Selected extract =
%%
Krill oil is processed from small shrimp-like crustaceans, the dominant member of the marine life biota of the Antarctic Ocean. Of course, salmon oil comes from the flesh of the fatty salmon fish. Not all fish oil found in supplements is from salmon. Other fatty fish, including tuna, mackerel and cod, may be used to produce fish oil as well.

Omega-3 Fatty Acids

Both Salmon and krill oils contain the long- chain omega-3 fatty acids eicosapentaenoic acid, EPA, and docosahexaenoic acid, DHA. The American Heart Association acknowledges the benefits of these omega-3s for reducing coronary heart disease and suggests consuming fatty fish at least twice weekly. Krill oil and salmon oil contain similar amounts of DHA, while EPA is higher in krill oil.

Fat Storage

One of the major differences between krill and salmon oil is how the fatty acids are stored in the body. In fish, the omega-3 fatty acids are principally stored as triglycerides. In krill, 30 to 65 percent of the fatty acids are in phospholipids, primarily phosphtidylcholine. According to a review published in "Alternative Medicine Review" in 2010, omega-3 fatty acids are more readily absorbed and delivered to the brain than those in triglycerides.

Side Effects

Both krill and fish oil can lead to gastrointestinal distress, including diarrhea, gas and bloating. There are greater complaints of regurgitation and reflux in individuals taking fish oil compared to those taking krill oil. Consult your physician before beginning any dietary supplementation.
%%
Tasks to carry out =
A – Answer these questions from the text on krill and salmon oil:
(i) Besides salmon, which fatty fish does the text say may be used to produce fish oil?
(ii) Which omega-3 fatty acid is higher in krill oil than in salmon oil?
(iii) In fish, in what form are the omega-3 fatty acids principally stored?
B – From the text on krill and salmon oil, translate this sentence into Spanish: "Not all fish oil found in supplements is from salmon."
C – Rewrite the text on krill and salmon oil, everything from "Both krill and" down to "any dietary supplementation.", replacing "physician" with "doctor".

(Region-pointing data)
%%
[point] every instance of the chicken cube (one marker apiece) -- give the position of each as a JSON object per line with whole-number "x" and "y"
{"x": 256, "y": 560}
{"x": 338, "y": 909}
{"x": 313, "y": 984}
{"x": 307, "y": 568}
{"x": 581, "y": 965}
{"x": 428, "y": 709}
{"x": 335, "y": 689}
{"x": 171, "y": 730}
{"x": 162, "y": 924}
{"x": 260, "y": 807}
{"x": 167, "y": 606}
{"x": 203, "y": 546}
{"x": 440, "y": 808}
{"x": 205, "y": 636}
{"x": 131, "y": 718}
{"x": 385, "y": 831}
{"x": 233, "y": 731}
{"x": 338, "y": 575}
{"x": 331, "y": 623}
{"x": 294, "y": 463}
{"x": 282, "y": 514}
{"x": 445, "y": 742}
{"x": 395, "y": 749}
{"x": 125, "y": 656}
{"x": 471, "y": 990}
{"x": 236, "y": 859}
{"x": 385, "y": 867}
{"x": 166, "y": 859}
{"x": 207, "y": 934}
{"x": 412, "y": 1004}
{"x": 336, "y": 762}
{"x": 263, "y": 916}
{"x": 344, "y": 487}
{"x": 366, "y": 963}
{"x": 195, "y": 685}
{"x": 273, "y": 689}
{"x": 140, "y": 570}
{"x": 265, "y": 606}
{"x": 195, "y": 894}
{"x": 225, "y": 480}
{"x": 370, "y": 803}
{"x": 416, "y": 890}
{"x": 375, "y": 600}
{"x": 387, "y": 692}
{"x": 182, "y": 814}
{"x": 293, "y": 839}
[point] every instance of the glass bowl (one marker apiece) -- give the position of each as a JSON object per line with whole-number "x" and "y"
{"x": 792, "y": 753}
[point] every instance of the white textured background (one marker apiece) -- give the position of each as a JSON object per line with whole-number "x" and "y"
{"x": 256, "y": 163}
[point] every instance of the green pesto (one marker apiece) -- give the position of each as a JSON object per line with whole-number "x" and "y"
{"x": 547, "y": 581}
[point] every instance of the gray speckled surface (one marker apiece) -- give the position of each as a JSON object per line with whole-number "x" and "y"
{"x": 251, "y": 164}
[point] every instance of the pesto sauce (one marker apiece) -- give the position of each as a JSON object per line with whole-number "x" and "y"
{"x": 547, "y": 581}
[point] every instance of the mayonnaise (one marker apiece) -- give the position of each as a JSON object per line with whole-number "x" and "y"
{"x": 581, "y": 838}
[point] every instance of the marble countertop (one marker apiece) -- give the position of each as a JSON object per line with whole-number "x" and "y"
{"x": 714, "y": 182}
%%
%%
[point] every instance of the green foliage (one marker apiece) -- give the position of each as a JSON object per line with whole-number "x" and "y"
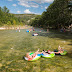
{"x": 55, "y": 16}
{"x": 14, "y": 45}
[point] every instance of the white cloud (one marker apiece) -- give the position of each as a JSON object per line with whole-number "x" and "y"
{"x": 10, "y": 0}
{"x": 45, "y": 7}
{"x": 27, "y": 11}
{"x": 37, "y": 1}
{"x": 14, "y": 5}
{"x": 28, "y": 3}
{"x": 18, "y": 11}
%%
Solutions for each task =
A –
(i) Tuna, mackerel and cod.
(ii) EPA (eicosapentaenoic acid).
(iii) As triglycerides.

B – No todo el aceite de pescado que se encuentra en los suplementos proviene del salmón.

C –
Both krill and fish oil can lead to gastrointestinal distress, including diarrhea, gas and bloating. There are greater complaints of regurgitation and reflux in individuals taking fish oil compared to those taking krill oil. Consult your doctor before beginning any dietary supplementation.